> Selected passage:
· · · · ·

TIFF 2013: Tom at the Farm Review

Tom at the Farm

Tom at the Farm

Special Presentation

Director: Xavier Dolan

Following up his excellent and highly ambitous Laurence Anyways with something completely different, Dolan delivers a subdued drama and suspense thriller about an outsider, a fracturing family, and lost love, and it’s all set on a farm pretty much in the middle of nowhere. It feels a bit like a lark for the filmmaker, but despite it being his most genre based and probably accessible film to date, it’s another highly accomplished work from the Quebecois filmmaker.

Tom (Dolan) has just lost his lover at the age of 25. He travels out to the country for the funeral and to spend time with the mother and brother who never knew their departed son was gay. Forced into keeping up the ruse of just being a close friend by the psychotic and bullying brother Francis (an exemplary Pierre-Yves Cardinal), Tom finds no real room to grieve. He pities the grieving mother, and while he wants to tell the truth and get out of town, the charismatic and violence prone Francis keeps finding increasingly unhinged ways of stopping Tom’s departure.

· · · · ·

[Dataset rows showing where objects appear]
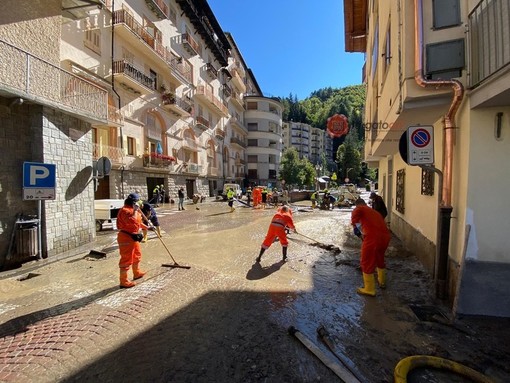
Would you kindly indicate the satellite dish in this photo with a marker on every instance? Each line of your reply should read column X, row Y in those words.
column 104, row 166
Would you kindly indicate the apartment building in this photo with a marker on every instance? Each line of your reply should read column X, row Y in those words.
column 263, row 118
column 444, row 65
column 119, row 96
column 311, row 143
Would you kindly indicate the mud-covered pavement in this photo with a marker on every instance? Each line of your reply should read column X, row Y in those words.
column 226, row 319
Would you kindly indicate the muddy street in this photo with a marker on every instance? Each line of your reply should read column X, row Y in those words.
column 226, row 319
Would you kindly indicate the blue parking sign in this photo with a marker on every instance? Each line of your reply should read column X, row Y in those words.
column 39, row 180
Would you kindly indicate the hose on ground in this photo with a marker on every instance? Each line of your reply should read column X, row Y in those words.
column 411, row 362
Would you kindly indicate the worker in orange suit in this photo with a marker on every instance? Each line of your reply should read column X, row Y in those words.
column 257, row 196
column 129, row 223
column 281, row 220
column 369, row 225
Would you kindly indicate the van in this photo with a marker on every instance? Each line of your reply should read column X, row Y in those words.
column 238, row 193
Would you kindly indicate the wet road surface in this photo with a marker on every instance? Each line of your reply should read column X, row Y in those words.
column 226, row 318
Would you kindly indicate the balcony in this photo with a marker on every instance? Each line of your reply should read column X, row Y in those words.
column 159, row 8
column 206, row 94
column 238, row 142
column 27, row 76
column 115, row 154
column 202, row 123
column 155, row 160
column 189, row 144
column 176, row 105
column 211, row 70
column 226, row 90
column 236, row 122
column 237, row 80
column 132, row 78
column 237, row 100
column 212, row 171
column 489, row 50
column 219, row 133
column 191, row 168
column 136, row 33
column 190, row 44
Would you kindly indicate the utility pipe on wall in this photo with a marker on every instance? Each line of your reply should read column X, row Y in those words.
column 445, row 204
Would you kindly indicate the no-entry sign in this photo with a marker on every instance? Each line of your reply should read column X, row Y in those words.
column 420, row 145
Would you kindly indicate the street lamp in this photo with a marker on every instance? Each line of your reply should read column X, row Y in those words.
column 347, row 175
column 318, row 170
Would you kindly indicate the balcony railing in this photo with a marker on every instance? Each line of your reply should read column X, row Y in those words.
column 27, row 75
column 207, row 94
column 182, row 67
column 489, row 37
column 113, row 153
column 202, row 123
column 159, row 8
column 190, row 44
column 125, row 68
column 235, row 140
column 179, row 105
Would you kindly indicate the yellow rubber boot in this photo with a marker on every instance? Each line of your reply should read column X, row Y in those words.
column 124, row 281
column 381, row 278
column 369, row 288
column 137, row 273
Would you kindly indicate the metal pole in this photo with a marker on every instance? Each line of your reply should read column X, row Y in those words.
column 39, row 234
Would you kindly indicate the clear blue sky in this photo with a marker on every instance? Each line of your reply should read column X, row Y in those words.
column 292, row 46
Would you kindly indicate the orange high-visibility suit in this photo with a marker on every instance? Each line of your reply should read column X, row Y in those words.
column 129, row 221
column 376, row 238
column 280, row 221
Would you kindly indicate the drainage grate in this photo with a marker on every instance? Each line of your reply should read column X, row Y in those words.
column 28, row 276
column 428, row 313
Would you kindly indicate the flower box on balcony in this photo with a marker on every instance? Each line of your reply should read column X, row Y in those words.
column 156, row 159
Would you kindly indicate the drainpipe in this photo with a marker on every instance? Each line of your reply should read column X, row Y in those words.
column 118, row 105
column 445, row 206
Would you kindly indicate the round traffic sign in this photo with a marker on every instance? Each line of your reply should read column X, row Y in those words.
column 420, row 138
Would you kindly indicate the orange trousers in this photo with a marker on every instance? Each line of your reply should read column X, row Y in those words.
column 273, row 232
column 130, row 251
column 372, row 253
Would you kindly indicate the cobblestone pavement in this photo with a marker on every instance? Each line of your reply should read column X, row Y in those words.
column 226, row 318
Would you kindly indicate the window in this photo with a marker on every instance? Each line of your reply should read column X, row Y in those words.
column 93, row 40
column 446, row 13
column 131, row 146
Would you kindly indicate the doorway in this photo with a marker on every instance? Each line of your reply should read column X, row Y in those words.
column 152, row 182
column 190, row 188
column 103, row 188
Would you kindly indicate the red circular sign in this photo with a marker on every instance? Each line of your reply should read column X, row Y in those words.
column 337, row 125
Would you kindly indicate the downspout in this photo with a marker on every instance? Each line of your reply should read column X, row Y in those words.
column 445, row 206
column 118, row 104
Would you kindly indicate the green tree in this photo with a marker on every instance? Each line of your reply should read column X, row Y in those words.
column 348, row 159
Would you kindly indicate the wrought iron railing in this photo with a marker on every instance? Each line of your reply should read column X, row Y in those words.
column 489, row 39
column 40, row 80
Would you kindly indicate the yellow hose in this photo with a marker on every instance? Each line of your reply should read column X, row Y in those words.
column 411, row 362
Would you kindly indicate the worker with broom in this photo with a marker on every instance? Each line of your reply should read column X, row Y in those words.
column 129, row 223
column 376, row 238
column 280, row 221
column 149, row 214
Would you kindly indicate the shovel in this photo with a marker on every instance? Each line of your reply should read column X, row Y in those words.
column 322, row 245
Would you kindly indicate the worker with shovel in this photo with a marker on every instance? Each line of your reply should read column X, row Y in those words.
column 376, row 238
column 129, row 223
column 281, row 220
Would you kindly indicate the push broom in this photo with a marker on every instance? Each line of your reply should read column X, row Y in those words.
column 175, row 264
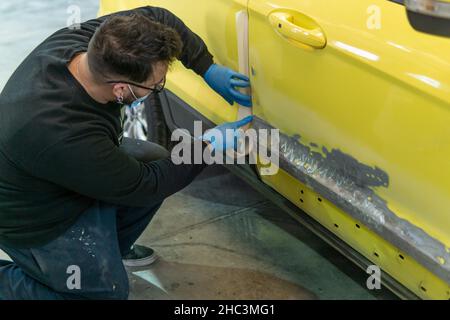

· · · · ·

> Task set:
1 – In the entries, copy out verbatim everything from the line containing "Would you kindly indicate the round" down to the line containing "column 372, row 253", including both of those lines.
2 – Pick up the review of Tom at the Farm after its last sentence and continue it.

> Responses by task:
1 –
Would you kindly indicate the round traffic sign in this photo with a marker on every instance? Each line of your reply should read column X, row Y in those words.
column 420, row 138
Would you kindly indicate the orange trousers in this photo with a marker on every instance? Each line of your reply should read column X, row Y in those words.
column 273, row 232
column 130, row 251
column 372, row 253

2 –
A psychologically fascinating look at how closeted homosexuality and the lies surrounding it can make grief even harder to deal with, Dolan also examines with great poignancy how violent homophobia is always masking something darker and sometimes even more insidious. It’s the kind of thriller that hasn’t really been made since the 1960s, and certainly not with this type of subject matter. Dolan delivers typically strong direction, a twisty, thoughtful script, and even a daring physical performance in the lead. If this is what a Dolan B-side looks and sounds like, he still has a heck of a career ahead of him.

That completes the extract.